The task: Quote the article on healthcare for homeless people in the UK below in full, word for word.

Research discovers insufficient support in healthcare for the homeless in the UK

homeless in the UK

A recent study led by the experts from the University of Birmingham accessed UK health services, and the results revealed mortifying incidence of neglect and discrimination towards the homeless.

For the study, experts interviewed 22 homeless people. They belonged to the three Midland homeless shelters and were aged over 18. The study accessed their experiences with NHS services. The results concluded that the homeless were being denied access and they faced difficulties while assessing NHS services.

With regards to anecdotal accounts of impediments and casual neglects, some also spoke of incidence of discrimination, inadequate resources, insufficient provisions in departments of accident and emergency, general practice and mental health services.

The report also suggest of cases where the homeless were denied registration at a GP and others were discharged from hospitals directly onto the streets, with no suitable access to primary care. Additionally the report also stated that the people were not provided adequate support with substance misuse issues and also with mental health problems.

The participants however described their experience with primary healthcare centers as highly satisfactory, however specialist healthcare centers for the homeless was underfunded.

The study published in the British Journal of General Practice highlighted figures claiming the UK had 320,000 homeless people, in addition to a twofold increase in the number of rough sleepers in some urban areas in the past six years.

Listed records:
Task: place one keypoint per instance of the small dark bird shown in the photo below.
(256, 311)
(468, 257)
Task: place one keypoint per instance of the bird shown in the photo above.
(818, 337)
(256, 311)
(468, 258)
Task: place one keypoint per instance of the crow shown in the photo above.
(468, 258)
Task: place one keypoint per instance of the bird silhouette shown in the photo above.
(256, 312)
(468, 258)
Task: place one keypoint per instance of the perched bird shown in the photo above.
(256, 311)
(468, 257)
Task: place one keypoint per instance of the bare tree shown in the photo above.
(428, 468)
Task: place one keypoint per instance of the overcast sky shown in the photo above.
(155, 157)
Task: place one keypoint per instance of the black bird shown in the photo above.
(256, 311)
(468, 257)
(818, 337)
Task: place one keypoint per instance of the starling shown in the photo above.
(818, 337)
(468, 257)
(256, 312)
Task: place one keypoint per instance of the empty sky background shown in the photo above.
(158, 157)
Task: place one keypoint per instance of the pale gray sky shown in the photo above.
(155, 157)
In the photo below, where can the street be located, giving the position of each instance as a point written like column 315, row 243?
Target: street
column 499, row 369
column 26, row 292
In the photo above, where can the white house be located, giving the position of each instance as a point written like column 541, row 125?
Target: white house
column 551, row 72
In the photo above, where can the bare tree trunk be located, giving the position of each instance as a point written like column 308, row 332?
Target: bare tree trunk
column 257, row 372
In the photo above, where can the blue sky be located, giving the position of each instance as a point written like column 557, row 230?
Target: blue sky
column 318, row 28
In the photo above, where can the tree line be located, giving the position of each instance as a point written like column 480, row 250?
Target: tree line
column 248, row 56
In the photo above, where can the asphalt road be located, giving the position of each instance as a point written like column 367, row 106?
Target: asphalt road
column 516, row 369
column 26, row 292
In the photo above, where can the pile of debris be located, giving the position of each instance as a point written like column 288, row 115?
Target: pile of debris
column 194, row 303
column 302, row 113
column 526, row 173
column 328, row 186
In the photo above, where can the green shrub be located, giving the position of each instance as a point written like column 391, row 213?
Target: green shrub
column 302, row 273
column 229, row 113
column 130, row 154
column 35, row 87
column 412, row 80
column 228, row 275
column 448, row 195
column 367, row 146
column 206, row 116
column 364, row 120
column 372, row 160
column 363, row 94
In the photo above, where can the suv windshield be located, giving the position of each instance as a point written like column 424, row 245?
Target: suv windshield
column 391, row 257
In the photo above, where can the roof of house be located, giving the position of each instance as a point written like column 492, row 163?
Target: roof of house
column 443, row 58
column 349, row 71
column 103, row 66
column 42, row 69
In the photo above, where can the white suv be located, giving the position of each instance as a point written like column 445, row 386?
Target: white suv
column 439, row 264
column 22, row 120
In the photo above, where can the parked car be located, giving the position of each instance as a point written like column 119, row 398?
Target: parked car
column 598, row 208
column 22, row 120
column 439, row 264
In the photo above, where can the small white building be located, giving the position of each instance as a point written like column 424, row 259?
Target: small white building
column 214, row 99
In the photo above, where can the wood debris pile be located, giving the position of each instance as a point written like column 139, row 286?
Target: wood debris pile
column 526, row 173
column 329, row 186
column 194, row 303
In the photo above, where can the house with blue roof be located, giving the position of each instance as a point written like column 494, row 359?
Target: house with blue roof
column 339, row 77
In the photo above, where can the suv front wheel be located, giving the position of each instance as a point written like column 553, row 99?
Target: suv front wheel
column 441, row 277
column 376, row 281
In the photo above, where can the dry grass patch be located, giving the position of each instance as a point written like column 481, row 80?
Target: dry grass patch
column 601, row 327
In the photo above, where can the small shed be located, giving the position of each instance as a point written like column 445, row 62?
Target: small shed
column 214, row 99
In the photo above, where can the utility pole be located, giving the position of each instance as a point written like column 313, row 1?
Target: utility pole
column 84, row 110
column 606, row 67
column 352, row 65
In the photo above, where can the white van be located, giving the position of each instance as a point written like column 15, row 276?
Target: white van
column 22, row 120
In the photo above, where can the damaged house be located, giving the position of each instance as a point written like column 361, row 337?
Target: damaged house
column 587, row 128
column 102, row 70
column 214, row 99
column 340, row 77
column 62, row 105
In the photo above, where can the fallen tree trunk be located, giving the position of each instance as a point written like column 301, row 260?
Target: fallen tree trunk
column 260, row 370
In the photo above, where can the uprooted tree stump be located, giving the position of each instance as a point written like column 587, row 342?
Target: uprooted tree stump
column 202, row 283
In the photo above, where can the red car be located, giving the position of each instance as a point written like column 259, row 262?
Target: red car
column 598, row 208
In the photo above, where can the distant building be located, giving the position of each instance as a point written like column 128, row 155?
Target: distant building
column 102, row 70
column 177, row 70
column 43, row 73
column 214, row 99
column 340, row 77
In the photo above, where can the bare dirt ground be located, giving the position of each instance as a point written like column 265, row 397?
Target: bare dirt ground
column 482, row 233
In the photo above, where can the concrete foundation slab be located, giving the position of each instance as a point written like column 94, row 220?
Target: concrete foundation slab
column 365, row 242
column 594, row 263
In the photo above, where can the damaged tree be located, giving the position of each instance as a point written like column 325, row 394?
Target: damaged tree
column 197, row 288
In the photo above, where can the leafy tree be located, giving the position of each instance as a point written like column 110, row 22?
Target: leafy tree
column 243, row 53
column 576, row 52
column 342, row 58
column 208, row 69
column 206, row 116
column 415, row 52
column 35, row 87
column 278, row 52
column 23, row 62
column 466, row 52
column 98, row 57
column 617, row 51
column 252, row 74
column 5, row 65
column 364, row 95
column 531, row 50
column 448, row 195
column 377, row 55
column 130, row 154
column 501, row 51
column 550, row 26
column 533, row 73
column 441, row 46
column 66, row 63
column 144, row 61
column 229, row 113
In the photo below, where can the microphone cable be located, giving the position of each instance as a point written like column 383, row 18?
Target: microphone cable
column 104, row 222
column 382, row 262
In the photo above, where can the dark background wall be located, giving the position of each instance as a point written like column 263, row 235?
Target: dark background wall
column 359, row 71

Answer below:
Research discovers insufficient support in healthcare for the homeless in the UK

homeless in the UK

A recent study led by the experts from the University of Birmingham accessed UK health services, and the results revealed mortifying incidence of neglect and discrimination towards the homeless.

For the study, experts interviewed 22 homeless people. They belonged to the three Midland homeless shelters and were aged over 18. The study accessed their experiences with NHS services. The results concluded that the homeless were being denied access and they faced difficulties while assessing NHS services.

With regards to anecdotal accounts of impediments and casual neglects, some also spoke of incidence of discrimination, inadequate resources, insufficient provisions in departments of accident and emergency, general practice and mental health services.

The report also suggest of cases where the homeless were denied registration at a GP and others were discharged from hospitals directly onto the streets, with no suitable access to primary care. Additionally the report also stated that the people were not provided adequate support with substance misuse issues and also with mental health problems.

The participants however described their experience with primary healthcare centers as highly satisfactory, however specialist healthcare centers for the homeless was underfunded.

The study published in the British Journal of General Practice highlighted figures claiming the UK had 320,000 homeless people, in addition to a twofold increase in the number of rough sleepers in some urban areas in the past six years.